[Stored data entries]
▼

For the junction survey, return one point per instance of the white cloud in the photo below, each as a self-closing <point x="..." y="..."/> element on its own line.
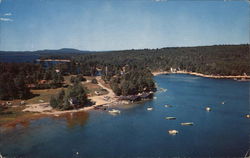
<point x="5" y="19"/>
<point x="7" y="14"/>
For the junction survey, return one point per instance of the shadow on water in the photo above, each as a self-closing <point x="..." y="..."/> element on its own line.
<point x="74" y="119"/>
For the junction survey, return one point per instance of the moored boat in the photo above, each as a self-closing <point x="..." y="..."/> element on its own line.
<point x="208" y="109"/>
<point x="114" y="111"/>
<point x="168" y="106"/>
<point x="149" y="108"/>
<point x="187" y="124"/>
<point x="170" y="118"/>
<point x="173" y="132"/>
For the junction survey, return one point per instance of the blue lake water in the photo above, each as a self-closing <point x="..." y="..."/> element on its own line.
<point x="136" y="132"/>
<point x="18" y="58"/>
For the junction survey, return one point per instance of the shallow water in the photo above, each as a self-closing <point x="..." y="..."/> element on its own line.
<point x="136" y="132"/>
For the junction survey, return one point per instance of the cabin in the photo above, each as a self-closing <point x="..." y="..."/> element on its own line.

▲

** Problem to work on **
An answer that restates all the entries exactly and drops the images is what is needed.

** Answer for this exercise **
For the junction survey, return one point per instance of the white cloud in the photo below, each as a self-closing <point x="..." y="..."/> element on its own line.
<point x="5" y="19"/>
<point x="7" y="14"/>
For the junction survey, return one point per instance of the shadow on water in the photo above, each as a self-closing <point x="..." y="..."/> element on its own line.
<point x="74" y="119"/>
For the junction survey, return one point per instance of the moored boat in the photo above, each as a self-closing <point x="..." y="..."/> element on its own line.
<point x="208" y="109"/>
<point x="114" y="111"/>
<point x="168" y="106"/>
<point x="149" y="108"/>
<point x="187" y="124"/>
<point x="170" y="118"/>
<point x="173" y="132"/>
For the junction survey, return one point per instance of the blue lake water in the photo above, each as a self-closing <point x="..." y="..."/> element on its own line.
<point x="136" y="132"/>
<point x="18" y="58"/>
For the junction survey, return one point per instance of the shallow water in the photo above, each as a self-closing <point x="..." y="..."/> element on its own line.
<point x="136" y="132"/>
For the junction survey, return one point per instance of the cabin in the photo above, each as a self-closing <point x="..." y="..."/> element on its own line.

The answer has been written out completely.